##### DATA SHOWN #####

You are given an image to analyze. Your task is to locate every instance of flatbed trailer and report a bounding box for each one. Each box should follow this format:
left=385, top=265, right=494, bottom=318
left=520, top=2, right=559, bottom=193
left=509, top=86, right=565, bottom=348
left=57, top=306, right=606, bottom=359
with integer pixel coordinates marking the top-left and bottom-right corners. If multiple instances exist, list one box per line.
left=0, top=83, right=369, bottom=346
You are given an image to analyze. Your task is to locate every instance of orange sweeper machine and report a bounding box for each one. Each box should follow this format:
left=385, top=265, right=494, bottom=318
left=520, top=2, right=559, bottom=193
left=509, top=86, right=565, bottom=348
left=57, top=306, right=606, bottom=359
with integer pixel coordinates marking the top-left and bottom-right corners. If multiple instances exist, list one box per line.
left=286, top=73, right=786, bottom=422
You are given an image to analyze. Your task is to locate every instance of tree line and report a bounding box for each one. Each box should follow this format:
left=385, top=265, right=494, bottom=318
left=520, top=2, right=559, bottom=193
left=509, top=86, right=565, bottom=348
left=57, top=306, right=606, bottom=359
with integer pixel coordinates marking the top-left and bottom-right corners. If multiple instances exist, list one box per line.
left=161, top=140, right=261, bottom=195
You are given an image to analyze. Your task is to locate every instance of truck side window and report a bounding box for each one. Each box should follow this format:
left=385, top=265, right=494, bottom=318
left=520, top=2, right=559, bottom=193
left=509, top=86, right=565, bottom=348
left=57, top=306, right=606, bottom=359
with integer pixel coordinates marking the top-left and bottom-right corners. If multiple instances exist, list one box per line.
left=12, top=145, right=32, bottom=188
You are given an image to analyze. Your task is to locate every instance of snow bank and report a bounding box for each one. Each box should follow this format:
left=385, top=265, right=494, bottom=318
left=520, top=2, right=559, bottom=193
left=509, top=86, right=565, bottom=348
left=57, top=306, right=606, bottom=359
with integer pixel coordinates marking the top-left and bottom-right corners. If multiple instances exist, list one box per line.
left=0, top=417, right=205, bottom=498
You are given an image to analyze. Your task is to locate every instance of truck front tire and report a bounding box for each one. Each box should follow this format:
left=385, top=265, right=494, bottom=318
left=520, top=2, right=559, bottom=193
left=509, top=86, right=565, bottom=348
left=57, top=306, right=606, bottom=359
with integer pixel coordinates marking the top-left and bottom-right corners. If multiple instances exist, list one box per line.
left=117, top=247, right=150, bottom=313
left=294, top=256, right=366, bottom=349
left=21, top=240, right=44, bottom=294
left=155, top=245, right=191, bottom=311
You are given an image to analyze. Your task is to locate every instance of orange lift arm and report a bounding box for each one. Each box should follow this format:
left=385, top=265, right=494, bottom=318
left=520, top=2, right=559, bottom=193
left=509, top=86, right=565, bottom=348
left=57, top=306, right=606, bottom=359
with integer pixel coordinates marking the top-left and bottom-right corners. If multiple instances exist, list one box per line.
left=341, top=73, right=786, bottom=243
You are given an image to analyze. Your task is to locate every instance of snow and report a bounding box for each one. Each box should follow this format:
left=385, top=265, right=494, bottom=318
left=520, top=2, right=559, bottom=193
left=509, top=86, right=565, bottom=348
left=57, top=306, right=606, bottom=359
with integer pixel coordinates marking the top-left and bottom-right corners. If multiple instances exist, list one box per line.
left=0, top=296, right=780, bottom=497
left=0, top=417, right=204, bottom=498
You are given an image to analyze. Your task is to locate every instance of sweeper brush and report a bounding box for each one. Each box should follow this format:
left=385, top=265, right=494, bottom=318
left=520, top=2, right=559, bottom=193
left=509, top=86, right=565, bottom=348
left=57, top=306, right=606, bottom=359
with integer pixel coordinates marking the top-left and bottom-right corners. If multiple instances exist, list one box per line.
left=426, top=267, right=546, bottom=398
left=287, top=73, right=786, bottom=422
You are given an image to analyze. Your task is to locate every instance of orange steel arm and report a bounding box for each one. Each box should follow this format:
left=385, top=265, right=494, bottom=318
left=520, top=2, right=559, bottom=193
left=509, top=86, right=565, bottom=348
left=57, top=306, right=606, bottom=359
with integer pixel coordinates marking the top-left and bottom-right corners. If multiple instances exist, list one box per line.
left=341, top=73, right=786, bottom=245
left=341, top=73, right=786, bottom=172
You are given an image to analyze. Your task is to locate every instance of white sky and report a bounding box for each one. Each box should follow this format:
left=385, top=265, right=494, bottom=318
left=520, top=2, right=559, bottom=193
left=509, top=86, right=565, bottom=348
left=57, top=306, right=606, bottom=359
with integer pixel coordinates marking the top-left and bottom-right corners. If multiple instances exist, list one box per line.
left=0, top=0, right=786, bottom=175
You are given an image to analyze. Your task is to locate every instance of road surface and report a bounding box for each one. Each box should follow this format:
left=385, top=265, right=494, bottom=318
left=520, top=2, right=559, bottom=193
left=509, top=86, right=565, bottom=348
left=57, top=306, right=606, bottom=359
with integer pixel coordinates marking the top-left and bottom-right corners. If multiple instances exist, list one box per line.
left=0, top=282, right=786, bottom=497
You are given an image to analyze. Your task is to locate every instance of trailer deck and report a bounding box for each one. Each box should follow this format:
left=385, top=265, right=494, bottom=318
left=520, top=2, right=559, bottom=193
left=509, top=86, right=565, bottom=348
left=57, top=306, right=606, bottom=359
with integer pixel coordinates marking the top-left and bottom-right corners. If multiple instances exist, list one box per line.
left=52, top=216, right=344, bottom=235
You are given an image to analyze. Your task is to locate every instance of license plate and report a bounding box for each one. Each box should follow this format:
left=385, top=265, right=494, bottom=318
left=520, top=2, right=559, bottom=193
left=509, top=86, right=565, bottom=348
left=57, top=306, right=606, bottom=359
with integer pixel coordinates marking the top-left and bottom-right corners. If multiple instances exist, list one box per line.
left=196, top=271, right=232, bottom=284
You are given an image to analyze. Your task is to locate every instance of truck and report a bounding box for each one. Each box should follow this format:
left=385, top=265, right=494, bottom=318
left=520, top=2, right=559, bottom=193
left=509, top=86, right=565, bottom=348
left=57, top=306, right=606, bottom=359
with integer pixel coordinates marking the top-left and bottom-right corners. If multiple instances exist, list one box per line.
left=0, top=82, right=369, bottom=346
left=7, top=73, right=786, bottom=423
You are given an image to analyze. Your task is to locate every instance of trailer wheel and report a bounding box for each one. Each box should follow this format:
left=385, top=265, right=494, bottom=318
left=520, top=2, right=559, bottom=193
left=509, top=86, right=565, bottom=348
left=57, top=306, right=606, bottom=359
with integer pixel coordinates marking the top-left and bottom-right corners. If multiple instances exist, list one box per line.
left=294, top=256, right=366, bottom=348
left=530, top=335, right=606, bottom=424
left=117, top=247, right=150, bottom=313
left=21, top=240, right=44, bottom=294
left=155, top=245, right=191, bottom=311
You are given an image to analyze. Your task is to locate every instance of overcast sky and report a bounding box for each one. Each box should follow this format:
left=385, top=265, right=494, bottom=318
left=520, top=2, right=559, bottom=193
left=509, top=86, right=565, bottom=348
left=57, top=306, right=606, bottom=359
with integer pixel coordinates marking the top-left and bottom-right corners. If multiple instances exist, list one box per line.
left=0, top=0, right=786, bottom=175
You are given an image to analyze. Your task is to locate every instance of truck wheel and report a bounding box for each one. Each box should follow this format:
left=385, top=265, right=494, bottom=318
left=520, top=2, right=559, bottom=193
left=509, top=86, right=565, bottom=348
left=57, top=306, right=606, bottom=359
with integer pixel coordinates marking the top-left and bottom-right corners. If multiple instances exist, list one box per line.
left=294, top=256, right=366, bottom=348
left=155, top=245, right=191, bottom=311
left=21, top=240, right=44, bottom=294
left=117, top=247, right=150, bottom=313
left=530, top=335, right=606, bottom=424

#####

GIVEN INSTRUCTION>
Turn the lines in the records above, from the line with "of snow bank" up to and including the line with "left=0, top=417, right=205, bottom=498", into a numbered list, and skip any blank lines.

TASK SOLUTION>
1. You are given an image to analyze. Your task is to locate every instance of snow bank and report a bounding box for each one. Each box should follow this format:
2. left=385, top=265, right=494, bottom=318
3. left=520, top=2, right=559, bottom=193
4. left=509, top=86, right=565, bottom=348
5. left=57, top=306, right=606, bottom=359
6. with integer pixel coordinates marking the top-left and bottom-right corners. If multiple instances exist, list one box per line.
7. left=0, top=417, right=205, bottom=498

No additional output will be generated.